─── TEXTE FOURNI ───

Dès la deuxième plage, Pene Pati atteint les sommets, dans la cavatine « Salut ! Demeure chaste et pure » du Faust de Gounod. On sait à quel point il est capable, grâce à une capacité de colorer la nuance piano de façon extraordinaire, d’infuser dans n’importe quelle phrase en français les mille possibles variations d’émotions ressenties par le personnage dans la situation dramatique donnée. Il fait preuve de ces qualités de façon plus évidente bien souvent dans le récitatif que dans l’aria. Et on peste immédiatement contre une sérieuse erreur d’édition, alors que l’on se trouve devant le meilleur extrait de tout l’enregistrement... car ce récitatif de la cavatine est coupé dans le disque – on ne le trouve qu’en bonus dans la version MP3 en téléchargement !


Emmanuel Villaume introduit ce récitatif dans un tempo lent, habité, lugubre. Les premiers mots de Faust le montrent inquiet, fébrile, comme dépossédé de lui-même (« je sens l’amour s’emparer de mon être ») puis il creuse la psyché du docteur, permettant à l’émotion d’affleurer en offrant des répétitions légèrement exaspérées (« que de richesses en cette pauvreté »). Ici on repère de légères variations de tempo de la part de l’orchestre, qui suivent le phrasé du ténor, de délicats rallentandi et accelerandi utilisés en fonction du sens du texte (« ange des cieux » est ainsi en valeur, le dernier « c’est là » est étiré, suave). Et le superbe violon solo de Matthieu Amara, justement crédité sur la plage correspondante, forme avec la voix du ténor un véritable duo, admirable de connivence. A la fin de l’air, l’ut sur « la présence » est diminué avec une maestria rare, qui laisse l’auditeur pantois, et la transparence des phrases finales, suspendues, est phénoménale.

─── LIGNES DE DONNÉES ───

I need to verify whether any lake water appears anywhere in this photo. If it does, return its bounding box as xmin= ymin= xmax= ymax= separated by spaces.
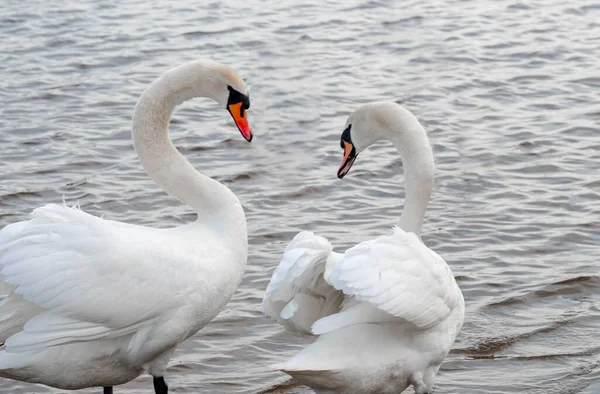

───

> **TÂCHES À RÉALISER**:
(A) Transcrivez fidèlement le passage de la critique du disque de Pene Pati compris entre « Dès la deuxième » et « MP3 en téléchargement ! », ces deux extraits inclus.
(B) Les affirmations suivantes concordent-elles avec la critique du disque de Pene Pati ? Répondez à chacune par oui ou non, en citant mot pour mot les termes décisifs de la critique.
(i) Le récitatif de la cavatine figure sur le disque.
(ii) Emmanuel Villaume introduit le récitatif dans un tempo rapide.
(iii) Le violon solo de Matthieu Amara est crédité sur la plage correspondante.
(C) Pouvez-vous prolonger la critique du disque de Pene Pati à partir de sa dernière phrase ?
Les données forment un ensemble à part, indépendant de la critique.

> **RÉSULTATS PAR TÂCHE**:
(A)
Dès la deuxième plage, Pene Pati atteint les sommets, dans la cavatine « Salut ! Demeure chaste et pure » du Faust de Gounod. On sait à quel point il est capable, grâce à une capacité de colorer la nuance piano de façon extraordinaire, d’infuser dans n’importe quelle phrase en français les mille possibles variations d’émotions ressenties par le personnage dans la situation dramatique donnée. Il fait preuve de ces qualités de façon plus évidente bien souvent dans le récitatif que dans l’aria. Et on peste immédiatement contre une sérieuse erreur d’édition, alors que l’on se trouve devant le meilleur extrait de tout l’enregistrement... car ce récitatif de la cavatine est coupé dans le disque – on ne le trouve qu’en bonus dans la version MP3 en téléchargement !

(B)
(i) Non : « ce récitatif de la cavatine est coupé dans le disque »
(ii) Non : « Emmanuel Villaume introduit ce récitatif dans un tempo lent, habité, lugubre »
(iii) Oui : « justement crédité sur la plage correspondante »

(C)
L’allegro qui suit, la cabalette « Et toi, malheureux Faust... C’est l’enfer qui t’envoie » est une absolue rareté, coupée dès les répétitions en 1858 et qu’on croyait perdue. Il est nécessaire pour que le public comprenne pourquoi Méphisto demande à Faust, après la cavatine, « Quel scrupule vous prend ? », puisque Faust se met à douter du bien‑fondé de sa présence en ces lieux, lui qui se sent manipulé par des forces obscures. La mélodie n’est peut‑être pas du meilleur Gounod : la forme répétitive, l’ostinato rapide sont d’ailleurs moins propices au ténor en termes d’articulation, même s’il éblouit toujours en termes de colorations dans un « elle enfermait sa vie en ce petit jardin » ému, troublé. L’orchestration est ici très sombre, évoluant en volutes des cordes et grognements des cuivres. Une pause offre comme un moment de paix et de répit, avant le retour à une quasi‑course à l’abîme qui rappelle quelque peu Berlioz, jusqu’à un ut final un peu tendu du ténor.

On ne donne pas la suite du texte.